* To be done *
Please render the items from the line holding "One dot marks each instance of the man's forearm." through the line holding "[(191, 193)]", inclusive, as a two-column CSV headed item_text and item_answer. Give one row per item, with each value in its own quoted field and any line breaks replaced by spaces.
━━━
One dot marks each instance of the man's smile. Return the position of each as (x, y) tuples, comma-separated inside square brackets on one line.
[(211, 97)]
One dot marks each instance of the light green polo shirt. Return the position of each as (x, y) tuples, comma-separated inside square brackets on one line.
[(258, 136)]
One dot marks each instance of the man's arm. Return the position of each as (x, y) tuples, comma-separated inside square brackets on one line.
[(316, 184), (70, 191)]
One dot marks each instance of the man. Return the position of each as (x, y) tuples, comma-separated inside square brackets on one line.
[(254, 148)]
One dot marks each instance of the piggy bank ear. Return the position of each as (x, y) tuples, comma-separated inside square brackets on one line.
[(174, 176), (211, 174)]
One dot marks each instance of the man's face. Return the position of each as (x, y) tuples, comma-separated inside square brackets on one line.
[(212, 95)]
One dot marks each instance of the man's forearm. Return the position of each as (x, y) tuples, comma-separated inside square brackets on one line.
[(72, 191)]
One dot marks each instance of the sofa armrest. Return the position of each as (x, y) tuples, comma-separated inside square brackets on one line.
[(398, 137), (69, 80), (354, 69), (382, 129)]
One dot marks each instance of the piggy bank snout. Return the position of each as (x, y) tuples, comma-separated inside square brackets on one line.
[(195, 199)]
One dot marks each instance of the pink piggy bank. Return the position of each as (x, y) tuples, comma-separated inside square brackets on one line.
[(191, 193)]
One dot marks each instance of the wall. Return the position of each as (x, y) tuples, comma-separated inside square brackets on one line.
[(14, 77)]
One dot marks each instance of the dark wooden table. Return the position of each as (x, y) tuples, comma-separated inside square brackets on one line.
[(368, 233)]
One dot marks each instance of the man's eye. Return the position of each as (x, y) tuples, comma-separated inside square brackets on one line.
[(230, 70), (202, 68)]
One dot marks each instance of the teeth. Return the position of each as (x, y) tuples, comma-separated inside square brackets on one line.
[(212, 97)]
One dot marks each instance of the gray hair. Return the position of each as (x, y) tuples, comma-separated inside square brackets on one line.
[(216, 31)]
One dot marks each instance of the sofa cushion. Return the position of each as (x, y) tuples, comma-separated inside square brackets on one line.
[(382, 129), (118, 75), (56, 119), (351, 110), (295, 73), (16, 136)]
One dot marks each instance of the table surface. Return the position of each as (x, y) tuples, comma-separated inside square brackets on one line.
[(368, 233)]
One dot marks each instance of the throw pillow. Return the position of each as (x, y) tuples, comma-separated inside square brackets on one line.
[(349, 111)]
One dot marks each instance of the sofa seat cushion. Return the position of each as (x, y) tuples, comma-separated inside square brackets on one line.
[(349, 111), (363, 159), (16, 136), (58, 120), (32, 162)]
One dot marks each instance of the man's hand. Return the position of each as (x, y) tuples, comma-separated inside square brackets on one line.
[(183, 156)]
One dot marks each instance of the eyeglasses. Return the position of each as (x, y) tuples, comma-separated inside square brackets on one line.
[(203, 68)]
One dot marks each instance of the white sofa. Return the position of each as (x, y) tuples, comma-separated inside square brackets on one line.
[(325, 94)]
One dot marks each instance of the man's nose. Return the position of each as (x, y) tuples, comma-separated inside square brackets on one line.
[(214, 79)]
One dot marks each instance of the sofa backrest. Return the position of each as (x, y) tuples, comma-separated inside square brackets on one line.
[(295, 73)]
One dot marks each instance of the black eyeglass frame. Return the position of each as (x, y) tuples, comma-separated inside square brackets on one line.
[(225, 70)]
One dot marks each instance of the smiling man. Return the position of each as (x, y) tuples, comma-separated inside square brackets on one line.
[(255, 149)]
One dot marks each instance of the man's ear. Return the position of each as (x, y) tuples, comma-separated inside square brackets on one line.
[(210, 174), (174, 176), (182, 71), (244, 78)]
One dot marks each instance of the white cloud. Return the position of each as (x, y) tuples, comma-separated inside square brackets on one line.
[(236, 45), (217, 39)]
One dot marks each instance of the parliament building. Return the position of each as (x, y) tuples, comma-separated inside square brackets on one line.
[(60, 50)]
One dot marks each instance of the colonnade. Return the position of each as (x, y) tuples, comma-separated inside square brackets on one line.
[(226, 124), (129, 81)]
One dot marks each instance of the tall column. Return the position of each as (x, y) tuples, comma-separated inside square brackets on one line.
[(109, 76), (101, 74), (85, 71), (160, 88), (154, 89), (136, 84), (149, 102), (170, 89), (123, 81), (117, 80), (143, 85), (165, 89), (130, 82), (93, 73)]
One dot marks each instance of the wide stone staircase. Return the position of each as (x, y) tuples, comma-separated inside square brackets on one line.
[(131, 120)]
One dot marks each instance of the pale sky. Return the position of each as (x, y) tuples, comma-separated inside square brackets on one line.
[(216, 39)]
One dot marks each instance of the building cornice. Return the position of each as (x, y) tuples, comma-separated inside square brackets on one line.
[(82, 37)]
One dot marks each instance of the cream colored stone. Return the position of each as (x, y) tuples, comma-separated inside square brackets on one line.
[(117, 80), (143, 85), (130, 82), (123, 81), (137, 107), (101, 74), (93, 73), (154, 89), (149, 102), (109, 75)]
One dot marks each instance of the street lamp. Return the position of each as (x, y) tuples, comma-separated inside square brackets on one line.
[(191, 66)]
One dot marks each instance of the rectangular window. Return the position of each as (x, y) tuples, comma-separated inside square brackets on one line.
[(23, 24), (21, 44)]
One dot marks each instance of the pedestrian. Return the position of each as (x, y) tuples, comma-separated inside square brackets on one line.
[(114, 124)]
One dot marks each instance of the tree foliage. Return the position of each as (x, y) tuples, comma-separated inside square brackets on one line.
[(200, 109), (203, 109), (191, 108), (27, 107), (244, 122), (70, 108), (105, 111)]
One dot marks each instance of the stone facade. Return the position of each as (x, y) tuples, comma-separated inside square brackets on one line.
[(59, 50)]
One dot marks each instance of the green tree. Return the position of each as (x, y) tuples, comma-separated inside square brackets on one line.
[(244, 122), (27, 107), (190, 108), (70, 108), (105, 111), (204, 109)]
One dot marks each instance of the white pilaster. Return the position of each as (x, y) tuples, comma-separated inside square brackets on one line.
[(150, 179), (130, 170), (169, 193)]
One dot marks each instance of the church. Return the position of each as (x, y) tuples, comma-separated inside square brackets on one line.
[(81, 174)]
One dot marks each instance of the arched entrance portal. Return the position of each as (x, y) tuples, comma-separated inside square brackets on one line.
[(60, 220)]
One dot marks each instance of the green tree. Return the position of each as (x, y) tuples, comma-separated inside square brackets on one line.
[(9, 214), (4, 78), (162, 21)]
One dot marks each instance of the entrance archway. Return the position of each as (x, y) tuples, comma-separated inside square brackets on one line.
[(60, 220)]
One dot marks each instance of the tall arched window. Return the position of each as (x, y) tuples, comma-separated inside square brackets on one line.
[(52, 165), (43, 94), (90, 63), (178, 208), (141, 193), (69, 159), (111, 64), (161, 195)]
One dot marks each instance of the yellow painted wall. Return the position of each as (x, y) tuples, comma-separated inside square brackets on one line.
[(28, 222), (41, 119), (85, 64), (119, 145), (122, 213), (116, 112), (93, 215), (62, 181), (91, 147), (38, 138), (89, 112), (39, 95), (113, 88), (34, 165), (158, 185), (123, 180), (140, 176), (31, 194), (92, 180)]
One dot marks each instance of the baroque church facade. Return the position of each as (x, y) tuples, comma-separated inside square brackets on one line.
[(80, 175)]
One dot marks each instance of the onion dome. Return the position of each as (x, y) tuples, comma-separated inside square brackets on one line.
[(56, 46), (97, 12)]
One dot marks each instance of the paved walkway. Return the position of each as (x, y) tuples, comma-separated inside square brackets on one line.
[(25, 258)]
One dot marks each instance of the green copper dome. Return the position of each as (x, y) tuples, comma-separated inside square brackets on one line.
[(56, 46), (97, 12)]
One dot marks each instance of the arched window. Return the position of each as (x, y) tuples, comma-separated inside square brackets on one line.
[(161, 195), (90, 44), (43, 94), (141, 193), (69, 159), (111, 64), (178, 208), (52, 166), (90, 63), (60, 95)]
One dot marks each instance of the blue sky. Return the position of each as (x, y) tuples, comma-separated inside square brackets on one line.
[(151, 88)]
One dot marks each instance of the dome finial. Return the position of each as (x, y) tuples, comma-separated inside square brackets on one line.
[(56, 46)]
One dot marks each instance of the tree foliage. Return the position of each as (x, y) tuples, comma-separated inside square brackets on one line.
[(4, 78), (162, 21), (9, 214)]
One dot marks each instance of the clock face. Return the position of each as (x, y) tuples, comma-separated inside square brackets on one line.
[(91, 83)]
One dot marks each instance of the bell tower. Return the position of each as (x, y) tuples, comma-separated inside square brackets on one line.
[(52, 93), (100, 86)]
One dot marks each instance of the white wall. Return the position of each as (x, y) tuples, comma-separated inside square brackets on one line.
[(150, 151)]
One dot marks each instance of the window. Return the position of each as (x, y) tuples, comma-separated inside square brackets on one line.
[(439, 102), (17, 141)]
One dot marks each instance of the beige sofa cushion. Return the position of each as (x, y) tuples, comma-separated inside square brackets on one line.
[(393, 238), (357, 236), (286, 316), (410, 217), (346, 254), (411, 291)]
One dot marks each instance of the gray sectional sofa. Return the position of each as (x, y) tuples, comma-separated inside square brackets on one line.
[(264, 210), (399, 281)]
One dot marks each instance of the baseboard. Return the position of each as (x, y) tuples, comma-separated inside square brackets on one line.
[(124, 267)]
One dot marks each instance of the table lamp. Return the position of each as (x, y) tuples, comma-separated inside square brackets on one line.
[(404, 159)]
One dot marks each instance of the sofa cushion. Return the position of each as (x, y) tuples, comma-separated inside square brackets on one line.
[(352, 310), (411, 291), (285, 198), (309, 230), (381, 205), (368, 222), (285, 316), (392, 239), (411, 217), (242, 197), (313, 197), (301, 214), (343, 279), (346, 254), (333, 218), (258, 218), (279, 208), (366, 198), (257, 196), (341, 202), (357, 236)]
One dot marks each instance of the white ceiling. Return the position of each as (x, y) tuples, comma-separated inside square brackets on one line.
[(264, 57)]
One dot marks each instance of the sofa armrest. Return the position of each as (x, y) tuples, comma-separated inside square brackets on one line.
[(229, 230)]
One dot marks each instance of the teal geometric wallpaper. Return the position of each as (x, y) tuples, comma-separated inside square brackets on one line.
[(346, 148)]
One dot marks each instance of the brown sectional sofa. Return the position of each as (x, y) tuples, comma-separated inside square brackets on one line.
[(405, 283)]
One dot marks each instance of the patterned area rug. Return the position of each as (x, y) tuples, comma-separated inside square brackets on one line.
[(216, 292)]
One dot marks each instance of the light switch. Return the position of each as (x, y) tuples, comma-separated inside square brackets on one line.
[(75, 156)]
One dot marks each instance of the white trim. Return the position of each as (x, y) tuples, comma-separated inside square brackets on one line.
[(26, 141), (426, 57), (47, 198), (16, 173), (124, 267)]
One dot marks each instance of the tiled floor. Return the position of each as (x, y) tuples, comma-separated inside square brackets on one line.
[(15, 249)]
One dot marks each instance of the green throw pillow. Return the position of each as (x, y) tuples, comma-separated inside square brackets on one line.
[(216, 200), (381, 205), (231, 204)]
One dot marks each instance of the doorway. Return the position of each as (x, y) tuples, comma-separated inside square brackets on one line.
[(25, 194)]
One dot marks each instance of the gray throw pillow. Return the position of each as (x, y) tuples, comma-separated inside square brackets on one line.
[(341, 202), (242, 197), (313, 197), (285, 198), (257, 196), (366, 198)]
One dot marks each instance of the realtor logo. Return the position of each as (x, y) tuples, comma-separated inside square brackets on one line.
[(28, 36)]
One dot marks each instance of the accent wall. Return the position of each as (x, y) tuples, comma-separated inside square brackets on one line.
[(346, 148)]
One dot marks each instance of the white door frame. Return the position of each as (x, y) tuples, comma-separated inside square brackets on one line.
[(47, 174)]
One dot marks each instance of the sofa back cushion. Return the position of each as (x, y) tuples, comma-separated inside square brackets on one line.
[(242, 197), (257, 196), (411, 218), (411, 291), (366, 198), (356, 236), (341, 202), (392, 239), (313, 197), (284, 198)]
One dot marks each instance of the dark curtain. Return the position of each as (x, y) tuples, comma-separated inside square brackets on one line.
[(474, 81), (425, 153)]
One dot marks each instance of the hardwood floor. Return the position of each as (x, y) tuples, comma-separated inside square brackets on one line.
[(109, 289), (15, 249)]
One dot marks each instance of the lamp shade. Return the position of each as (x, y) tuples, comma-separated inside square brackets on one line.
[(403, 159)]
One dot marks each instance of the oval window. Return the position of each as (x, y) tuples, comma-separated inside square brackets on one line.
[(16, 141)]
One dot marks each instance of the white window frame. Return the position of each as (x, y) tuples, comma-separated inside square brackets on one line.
━━━
* Result of this task *
item_text,item_answer
"One dot marks each instance of the man's forearm. Return the position of each as (x, y) tuples, comma-separated inside square brackets on one line.","[(72, 191)]"
"One dot marks each instance of the sofa armrest. Return the position of each as (x, y) tuples, comma-separated inside square brackets on one line.","[(398, 137), (69, 80), (354, 69), (382, 129)]"
"One dot marks each instance of the piggy bank snout. Return the position of each as (x, y) tuples, comma-separated inside square brackets on one line.","[(195, 199)]"
"One dot marks each instance of the pink piggy bank. Return the position of each as (x, y) tuples, comma-separated inside square brackets on one line.","[(191, 193)]"